* **INSTRUCTIONS FOR THE TASK**:
Give back, word for word, the lines in the listing below from the one holding "of the rabbit" down to the one holding "of the white", both ends included.

++++++++++++++++++++

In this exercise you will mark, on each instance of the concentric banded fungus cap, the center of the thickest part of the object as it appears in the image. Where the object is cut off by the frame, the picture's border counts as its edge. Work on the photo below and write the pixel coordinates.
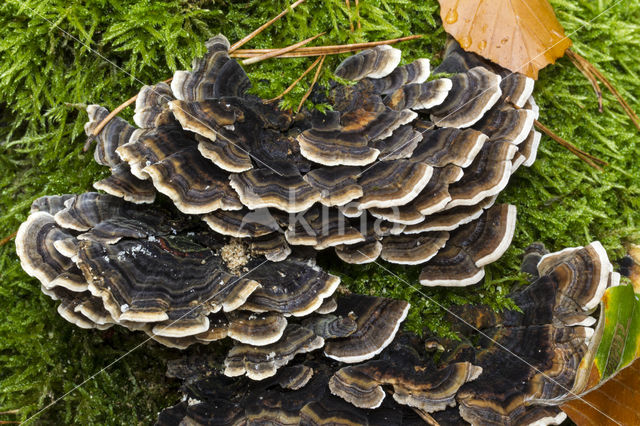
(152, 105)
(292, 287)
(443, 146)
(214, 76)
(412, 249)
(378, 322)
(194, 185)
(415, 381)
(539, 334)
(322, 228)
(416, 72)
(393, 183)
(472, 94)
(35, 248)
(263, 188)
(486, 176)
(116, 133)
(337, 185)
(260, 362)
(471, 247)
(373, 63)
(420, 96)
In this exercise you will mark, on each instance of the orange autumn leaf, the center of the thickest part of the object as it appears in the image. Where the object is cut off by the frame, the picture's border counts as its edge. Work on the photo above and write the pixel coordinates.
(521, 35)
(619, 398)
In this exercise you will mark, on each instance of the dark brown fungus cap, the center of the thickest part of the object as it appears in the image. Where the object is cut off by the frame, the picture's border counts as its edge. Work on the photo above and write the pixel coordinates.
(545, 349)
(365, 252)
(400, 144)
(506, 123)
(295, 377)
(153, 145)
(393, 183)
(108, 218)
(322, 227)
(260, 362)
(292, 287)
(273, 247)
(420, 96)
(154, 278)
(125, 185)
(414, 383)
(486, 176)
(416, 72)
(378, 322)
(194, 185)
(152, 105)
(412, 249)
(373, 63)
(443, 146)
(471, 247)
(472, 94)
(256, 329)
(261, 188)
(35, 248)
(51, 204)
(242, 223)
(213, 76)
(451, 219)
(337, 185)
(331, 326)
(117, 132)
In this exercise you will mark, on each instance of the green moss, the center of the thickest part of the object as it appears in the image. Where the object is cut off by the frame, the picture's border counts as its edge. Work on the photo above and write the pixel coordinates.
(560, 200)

++++++++++++++++++++

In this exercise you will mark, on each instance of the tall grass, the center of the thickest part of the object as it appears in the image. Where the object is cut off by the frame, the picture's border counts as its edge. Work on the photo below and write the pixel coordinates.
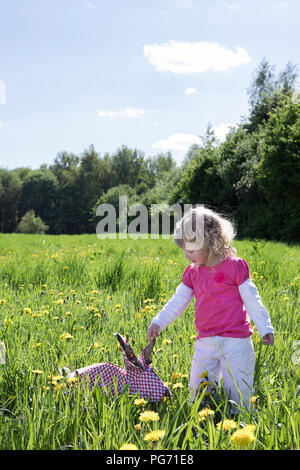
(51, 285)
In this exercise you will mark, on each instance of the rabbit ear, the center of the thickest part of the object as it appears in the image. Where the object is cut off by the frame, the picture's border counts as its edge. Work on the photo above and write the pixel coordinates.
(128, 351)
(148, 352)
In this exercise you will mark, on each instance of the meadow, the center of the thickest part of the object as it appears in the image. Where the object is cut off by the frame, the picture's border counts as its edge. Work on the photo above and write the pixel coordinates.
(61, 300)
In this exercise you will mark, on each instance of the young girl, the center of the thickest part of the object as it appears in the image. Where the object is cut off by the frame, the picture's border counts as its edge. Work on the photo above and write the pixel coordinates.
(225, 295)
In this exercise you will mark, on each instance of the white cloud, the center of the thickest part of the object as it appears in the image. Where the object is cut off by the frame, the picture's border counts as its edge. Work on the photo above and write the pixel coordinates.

++++++++++++++++++++

* **TASK OUTPUT**:
In this exercise you will mark, on each instance of the rabbit ear, the center of the thickest part of the object as it appears in the image. Where the object is cut off by the frame, the picture's border counts as its edge. Work on the photo above and write the pixel coordinates.
(128, 351)
(148, 352)
In this exercise you will mark, on each instance of the meadow, the center of the thickest part of the object as it appears in the image. Where the object is cut off by the frame, the picture's border counts as its edge. Work on the photo above and write the pixel coordinates.
(61, 300)
In this exercise you will mark, on each instance of the young girl, the center of the thickest part of the object as it appears in the image. Where the object is cut off by the frame, the picture's border counts as its edge. Work on the photo above and write the pixel coordinates.
(225, 295)
In this exercise you will mark, on each instance of the white cloud, the center of the thickest part of the object as it appears in the image. Where the object is cut off by the frame, the picture's border counts as its edge. Work on the photo above and write the pixel coordinates.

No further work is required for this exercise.